#### PROBLEM REQUIREMENTS:
Extract every line below that contains the string "Locate", treating uppercase and lowercase letters as distinct.

#### RECORDS:

▼▼▼

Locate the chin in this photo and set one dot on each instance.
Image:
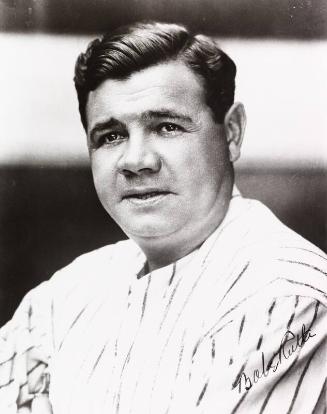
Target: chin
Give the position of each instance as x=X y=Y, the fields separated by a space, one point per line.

▲▲▲
▼▼▼

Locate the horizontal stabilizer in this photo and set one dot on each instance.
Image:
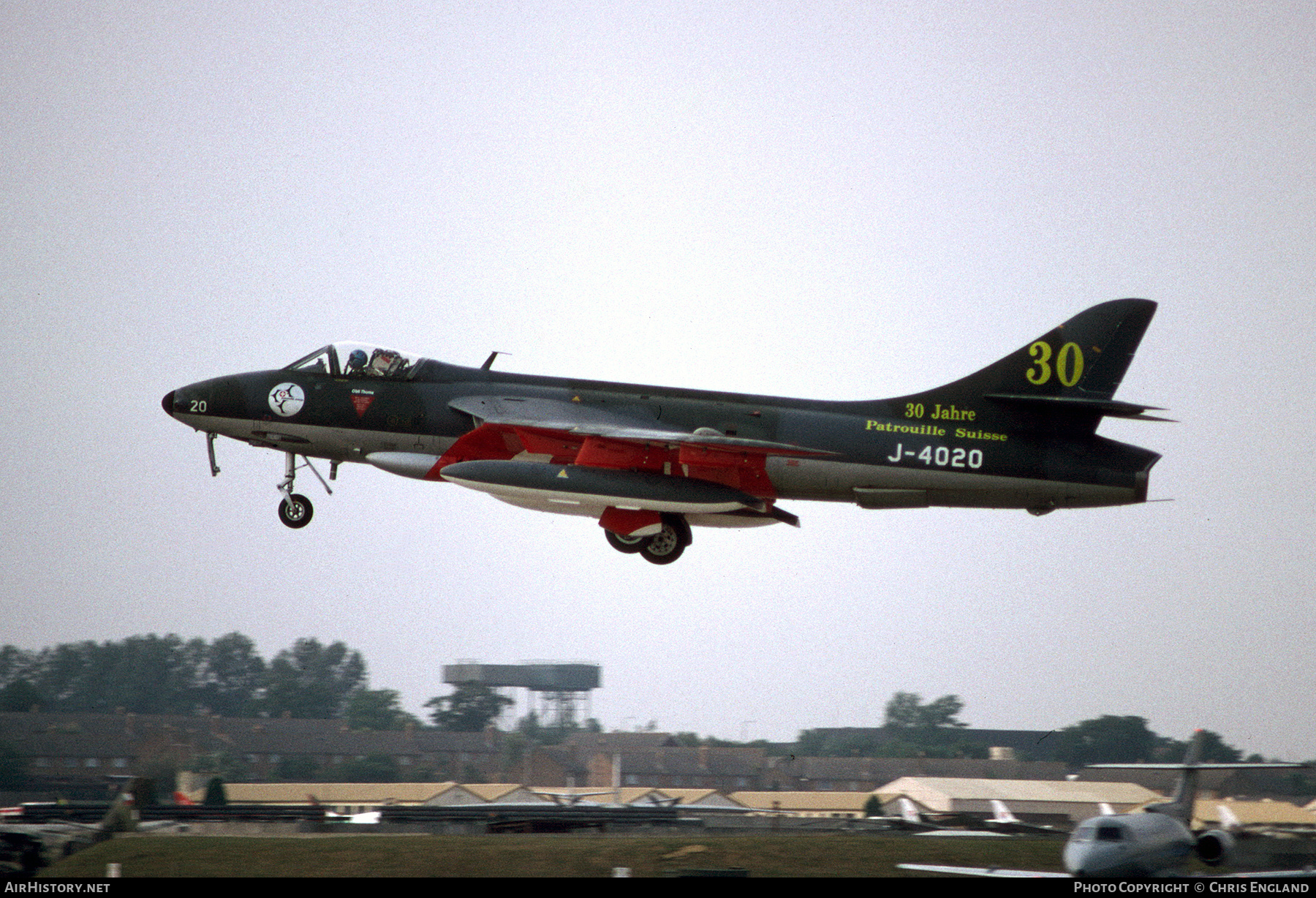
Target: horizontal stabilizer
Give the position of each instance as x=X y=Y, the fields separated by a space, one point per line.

▲▲▲

#### SOLUTION TO THE PROBLEM:
Locate the chin in this photo and set one dot on each instance.
Locate the horizontal stabilizer in this photo and set one dot on each instance.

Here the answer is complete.